WORK REQUIRED » Could you copy out the lines below word for word, beginning at the line that contains "trace: **blue sky**" and stopping after the line that contains "Trace every instance of the **blue sky**."?

RECORDS PROVIDED »
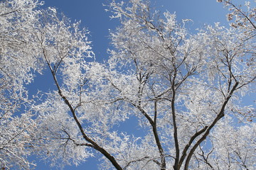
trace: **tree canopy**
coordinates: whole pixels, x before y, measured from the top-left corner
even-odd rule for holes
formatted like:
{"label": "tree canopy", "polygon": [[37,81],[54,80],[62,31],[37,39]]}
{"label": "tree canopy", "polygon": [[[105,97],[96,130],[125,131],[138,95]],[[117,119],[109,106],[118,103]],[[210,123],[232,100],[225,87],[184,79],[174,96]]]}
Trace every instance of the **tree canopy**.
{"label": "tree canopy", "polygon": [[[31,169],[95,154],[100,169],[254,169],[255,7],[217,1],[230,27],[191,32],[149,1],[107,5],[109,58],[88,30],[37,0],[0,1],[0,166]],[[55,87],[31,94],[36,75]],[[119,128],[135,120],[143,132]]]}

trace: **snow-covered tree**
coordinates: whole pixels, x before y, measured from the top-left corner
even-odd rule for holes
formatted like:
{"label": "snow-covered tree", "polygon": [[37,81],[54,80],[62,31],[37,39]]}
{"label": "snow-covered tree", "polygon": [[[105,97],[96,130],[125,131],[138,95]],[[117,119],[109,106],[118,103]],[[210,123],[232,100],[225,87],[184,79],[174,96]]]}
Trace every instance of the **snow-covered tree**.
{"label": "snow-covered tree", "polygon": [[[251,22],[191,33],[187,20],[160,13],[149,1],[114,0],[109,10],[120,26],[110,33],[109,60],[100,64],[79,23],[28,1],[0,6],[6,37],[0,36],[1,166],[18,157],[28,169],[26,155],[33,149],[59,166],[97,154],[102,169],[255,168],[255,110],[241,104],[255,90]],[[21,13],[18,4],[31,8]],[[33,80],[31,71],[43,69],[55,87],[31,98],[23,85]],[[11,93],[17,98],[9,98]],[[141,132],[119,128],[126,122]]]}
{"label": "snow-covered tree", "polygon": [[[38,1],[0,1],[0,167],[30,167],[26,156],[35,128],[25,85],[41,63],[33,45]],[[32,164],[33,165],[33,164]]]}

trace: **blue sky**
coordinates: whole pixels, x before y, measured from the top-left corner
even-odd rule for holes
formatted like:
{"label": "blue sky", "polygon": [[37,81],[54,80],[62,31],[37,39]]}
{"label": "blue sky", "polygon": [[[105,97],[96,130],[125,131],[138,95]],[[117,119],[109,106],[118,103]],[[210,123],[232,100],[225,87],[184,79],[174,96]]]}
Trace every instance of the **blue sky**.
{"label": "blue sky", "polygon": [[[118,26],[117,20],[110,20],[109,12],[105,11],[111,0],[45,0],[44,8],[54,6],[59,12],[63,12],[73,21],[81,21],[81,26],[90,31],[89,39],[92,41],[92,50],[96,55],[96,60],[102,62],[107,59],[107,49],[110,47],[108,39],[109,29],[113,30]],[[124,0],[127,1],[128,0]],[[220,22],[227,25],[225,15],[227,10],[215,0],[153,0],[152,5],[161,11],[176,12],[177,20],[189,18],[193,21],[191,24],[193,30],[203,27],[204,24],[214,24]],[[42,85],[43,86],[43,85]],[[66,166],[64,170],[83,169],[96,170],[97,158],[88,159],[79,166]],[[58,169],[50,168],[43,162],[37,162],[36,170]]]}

==

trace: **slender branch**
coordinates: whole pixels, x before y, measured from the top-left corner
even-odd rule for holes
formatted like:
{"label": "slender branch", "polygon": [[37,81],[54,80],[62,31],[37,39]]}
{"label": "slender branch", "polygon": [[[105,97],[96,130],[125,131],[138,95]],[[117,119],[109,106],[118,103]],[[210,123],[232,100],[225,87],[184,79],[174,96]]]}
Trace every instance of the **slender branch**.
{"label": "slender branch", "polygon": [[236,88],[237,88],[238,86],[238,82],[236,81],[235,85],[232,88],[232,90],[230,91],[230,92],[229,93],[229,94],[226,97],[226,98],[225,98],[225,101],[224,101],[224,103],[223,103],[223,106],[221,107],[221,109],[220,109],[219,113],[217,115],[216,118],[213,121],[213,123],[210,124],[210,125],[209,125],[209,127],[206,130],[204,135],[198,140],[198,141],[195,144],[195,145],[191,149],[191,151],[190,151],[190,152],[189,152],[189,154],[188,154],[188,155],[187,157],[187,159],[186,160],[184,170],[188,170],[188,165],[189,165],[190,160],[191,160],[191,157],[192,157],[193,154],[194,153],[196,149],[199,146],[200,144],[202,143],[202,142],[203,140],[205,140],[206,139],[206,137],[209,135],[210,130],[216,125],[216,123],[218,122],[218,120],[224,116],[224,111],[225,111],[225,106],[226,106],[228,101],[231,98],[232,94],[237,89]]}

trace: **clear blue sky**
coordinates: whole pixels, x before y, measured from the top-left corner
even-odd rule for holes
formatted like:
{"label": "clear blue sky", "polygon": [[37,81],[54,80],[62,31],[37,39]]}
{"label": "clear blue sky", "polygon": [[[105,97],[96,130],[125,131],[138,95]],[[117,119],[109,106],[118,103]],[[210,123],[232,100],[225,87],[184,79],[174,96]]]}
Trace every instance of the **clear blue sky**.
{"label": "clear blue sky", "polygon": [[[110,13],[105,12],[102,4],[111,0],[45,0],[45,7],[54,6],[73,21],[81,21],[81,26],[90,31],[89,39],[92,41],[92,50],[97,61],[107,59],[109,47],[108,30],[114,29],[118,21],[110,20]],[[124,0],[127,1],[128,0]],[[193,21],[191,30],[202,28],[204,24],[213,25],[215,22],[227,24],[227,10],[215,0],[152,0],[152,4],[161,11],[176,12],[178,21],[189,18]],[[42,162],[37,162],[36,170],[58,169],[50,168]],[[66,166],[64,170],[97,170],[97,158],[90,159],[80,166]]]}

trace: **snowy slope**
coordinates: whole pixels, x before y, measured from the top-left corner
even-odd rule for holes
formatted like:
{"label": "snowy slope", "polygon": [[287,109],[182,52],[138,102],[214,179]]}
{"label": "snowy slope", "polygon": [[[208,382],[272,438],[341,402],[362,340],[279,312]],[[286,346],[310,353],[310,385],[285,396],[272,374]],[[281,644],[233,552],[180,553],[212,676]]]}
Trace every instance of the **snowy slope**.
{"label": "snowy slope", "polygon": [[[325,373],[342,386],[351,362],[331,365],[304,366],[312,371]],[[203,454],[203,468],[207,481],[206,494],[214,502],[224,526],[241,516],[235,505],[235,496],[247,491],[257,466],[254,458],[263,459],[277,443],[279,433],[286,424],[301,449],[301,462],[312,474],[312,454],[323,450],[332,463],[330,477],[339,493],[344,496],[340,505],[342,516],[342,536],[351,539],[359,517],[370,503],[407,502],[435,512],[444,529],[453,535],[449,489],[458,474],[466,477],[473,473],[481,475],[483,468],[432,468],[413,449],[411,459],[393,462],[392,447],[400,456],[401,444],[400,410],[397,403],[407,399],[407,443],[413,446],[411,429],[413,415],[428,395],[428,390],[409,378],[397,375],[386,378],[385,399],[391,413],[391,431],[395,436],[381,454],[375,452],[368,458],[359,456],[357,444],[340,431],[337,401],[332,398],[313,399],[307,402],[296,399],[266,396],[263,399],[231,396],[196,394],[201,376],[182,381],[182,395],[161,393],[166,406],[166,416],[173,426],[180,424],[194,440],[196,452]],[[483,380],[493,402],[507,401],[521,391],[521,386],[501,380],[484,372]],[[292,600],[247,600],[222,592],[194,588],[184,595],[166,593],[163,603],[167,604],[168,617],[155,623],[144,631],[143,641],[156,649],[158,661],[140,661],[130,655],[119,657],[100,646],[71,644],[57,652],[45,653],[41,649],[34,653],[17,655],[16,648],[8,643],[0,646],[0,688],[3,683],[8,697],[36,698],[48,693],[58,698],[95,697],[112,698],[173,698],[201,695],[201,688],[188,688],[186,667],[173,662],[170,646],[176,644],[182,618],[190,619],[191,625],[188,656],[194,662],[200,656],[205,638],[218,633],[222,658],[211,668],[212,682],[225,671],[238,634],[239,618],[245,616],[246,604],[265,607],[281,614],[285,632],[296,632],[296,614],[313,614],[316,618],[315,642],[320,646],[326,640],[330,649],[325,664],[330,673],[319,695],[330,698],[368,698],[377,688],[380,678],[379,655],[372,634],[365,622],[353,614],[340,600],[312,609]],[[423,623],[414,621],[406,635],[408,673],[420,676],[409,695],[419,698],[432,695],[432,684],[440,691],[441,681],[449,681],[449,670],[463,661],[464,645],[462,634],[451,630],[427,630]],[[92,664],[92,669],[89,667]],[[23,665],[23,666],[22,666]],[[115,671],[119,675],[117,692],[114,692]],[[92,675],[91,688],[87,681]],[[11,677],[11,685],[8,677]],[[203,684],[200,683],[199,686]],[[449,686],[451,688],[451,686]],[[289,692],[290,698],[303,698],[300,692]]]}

SOLUTION TO THE EXERCISE »
trace: **blue sky**
coordinates: whole pixels, x before y, measured from the top-left corner
even-odd rule for holes
formatted like:
{"label": "blue sky", "polygon": [[37,81],[54,80],[62,31],[37,39]]}
{"label": "blue sky", "polygon": [[[105,97],[96,130],[125,131],[138,95]],[[117,119],[109,106],[118,103]],[[210,123],[232,100],[225,87],[184,79],[174,96]]]}
Trace every instance of the **blue sky**.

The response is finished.